§ Что нужно сделать:
1 > Чем, согласно тексту об австрийских сторонниках свободного рынка, был капитализм?
2 > Продолжите текст об австрийских сторонниках свободного рынка после его последнего предложения.

§ Извлечённый текст:
______________________________
Австрийские сторонники свободного рынка не утверждали, что предприниматель всегда прав. Но они заявляли, что только система гибких цен могла гарантировать, что ошибки будут обнаружены. При социализме, согласно их суждениям, плохая экономическая идея или негодный продукт могли получить ход, потому что имели полную поддержку со стороны государства. Но в конкурентной экономике неудачные стратегии и технологии быстро прекратят использоваться, при этом предприниматели и инвесторы потеряют деньги. Таким образом, капитализм был формой дарвинизма, в котором постоянные нарушения порядка ведут к формированию все более сильной системы. Это игра смекалки, чутья и предвидения, в которой побеждает тот, чьи инстинкты показывают себя наиболее дальновидными и надежными.
______________________________
§ Исходные данные:

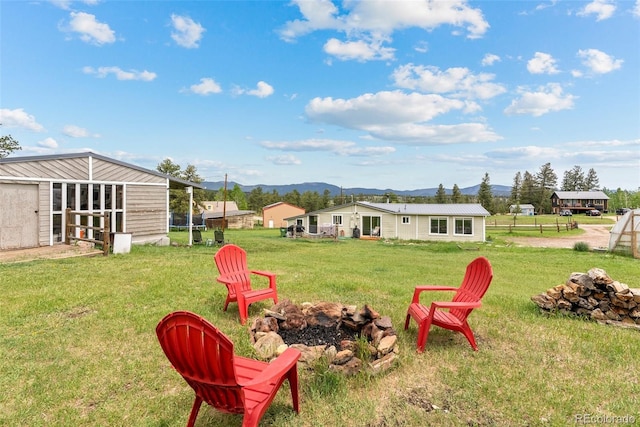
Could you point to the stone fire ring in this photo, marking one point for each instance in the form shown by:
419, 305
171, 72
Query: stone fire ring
______________________________
§ Ответы на задания:
1 > Формой дарвинизма, в котором постоянные нарушения порядка ведут к формированию все более сильной системы.

2 >
С точки зрения Мизеса и его сторонников, Нейрат сделал на примере экономики военного времени неправильные выводы. Он сфокусировался на расширенной роли государства в состоянии войны, предполагая, что оно сможет и дальше производить и распределять блага в мирное время. Мизес, в свою очередь, извлек совершенно иной урок: капитализм уже подобен войне, что ведется между предпринимателями, чьи храбрость, новшества и капитал сталкиваются на поле брани. Как и на войне, здесь мало фактов, на которые можно положиться, и все сводится к самообладанию, стратегии и интуиции. Никаких реальных ранений никто друг другу, конечно, не наносит, но ставки должны быть настолько высоки, насколько возможно. Ключевой задачей правительства является не производство или распределение товаров, но защита права частной собственности. Учитывая важность идеи и изобретений для такой системы, это право будет вынуждено силой распространиться и на интеллектуальную сферу. Мизес отчетливо понимал, что по своей сути это был вопрос физической силы: «Всякая собственность проистекает из захвата и насильственного удержания», – утверждал он[168]. Но без этой защиты не получится капитализма; а без капитализма не будет ни экономического прогресса, ни свободы личности.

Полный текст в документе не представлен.